• GIVEN PASSAGE:

★ ★ ★

2. “You shot me in a dream, you better wake up and apologize”
“Pulp Fiction”(1994): 1.“Just because you are a character doesn’t mean you have a character”
2.“They call it a Royale with cheese”
“Jackie Brown”(1997): 1.”Half a million dollars will always be missed”
2.”They don’t have your winning personality”
“Kill bill I&II”(2003 si 2004): 1.“You and I have unfinished business”
2.”Revenge is a dish best served cold”
“Inglorious Basterds”(2009): 1.“Can you Americans speak any other language besides English?”
2.”I love rumors! Facts can be so misleading, where rumors, true or false, are often revealing”
“Once upon a time in Hollywood”(2019): 1.”That was the best acting I’ve ever seen in my whole life”
2.”Anybody accidentally kills anybody in a fight, they go to jail”
3.”I hired you to be an actor, Rick, not a TV cowboy”
- Attention seeking characters
There must be some kind of a love-hate relationship between Quentin Tarantino and actor Samuel L. Jackson, because he is casted in too many of his movies if there even is such a thing.
Mr. Jackson played what I identify as an attention seeking character- an archetype that doesn’t necessarily represents the center of the plot, but he/she certainly wants to become it. These are the characters that are responsible for “stealing the show”. Such a performance results in an Academy Award for “Best Actor/ress in a Supporting Role”. Think of how Angelina Jolie stole the spotlight in “Girl, Interrupted”; or Brad Pitt in “Snatch”, “12 Monkeys”; or Meryl Streep in “The Devil wears Prada”; or Jack Black in “High Fidelity”; Joe Pesci in “Goodfellas”; Donnie Azoff in “The Wolf of Wall Street”or Christian Bale in everything he’s ever been in. Tarantino is a master of such attention-seeking roles, maybe because he is such a person in real life.
Samuel Jackson screamed for attention in the supporting roles of an old, black slave of a rich white family, where the years of constant oppression got to his head and turned him against his own race or the cliché of “Pulp Fiction”, in which he played the angry and impulsive assassin.
What is an attention seeking character more clearly? It stands out through physical attributes, either dressed differently, too skinny or too fat, tattoos or a speech impediment, or the easy way out: a much more famous actor/actress than the main character. The personality is often loud, outrageous in some manner, different, scary and funny. The kind of person you admire, but you better stay away from. Tarantino adds temperamental, capricious color through these archetypes. (Also from the Tarantino universe: Christoph Waltz in “Inglorious Basterds”; David Carradine in “Kill Bill”; Margaret Qualley in “Once Upon A Time…In Hollywood”).

★ ★ ★

• COMPLETE THE FOLLOWING:
[a] Decide whether each statement agrees with the passage on Tarantino's characters, answering yes or no and quoting the deciding words: (i) Samuel L. Jackson played an angry and impulsive assassin in "Pulp Fiction." (ii) An attention seeking character always represents the center of the plot. (iii) Christoph Waltz in "Inglorious Basterds" is named as an example from the Tarantino universe.
[b] Carry on the piece about Tarantino's attention-seeking characters, picking up after its final sentence.

• MATERIAL PROVIDED:
★ ★ ★

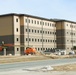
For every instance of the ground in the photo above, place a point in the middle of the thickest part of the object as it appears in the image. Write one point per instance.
(69, 67)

★ ★ ★

• TASK-BY-TASK OUTPUTS:
[a]
(i) Yes: "in which he played the angry and impulsive assassin"
(ii) No: "an archetype that doesn’t necessarily represents the center of the plot"
(iii) Yes: "Also from the Tarantino universe: Christoph Waltz"

[b]
- Sudden moves and exaggerated violence
We feed on violence. Our society deprives us from it, and for a good reason, but we want to unleash it or at least acknowledge it from time to time. Explicit violence, that the viewer knows subconsciously that it’s controlled and directed, represents an escape from the real world. The artist uses it to surprise, shock the viewer, and to knock him out of thinking he knows classic film narrative. Tarantino makes it quick, sudden and in a big style; he uses big guns, big elements (swords, maces, machine guns), often in the need to parody the victims’ reactions or just for the general satire of the audience. The public is supposed to be thrilled, adrenaline pumping through the veins. He keeps the viewer guessing when it comes to the plot, but he’s not scared to go big and obvious with the barbarity and cruel behaviors. This is surely a bloodthirsty world.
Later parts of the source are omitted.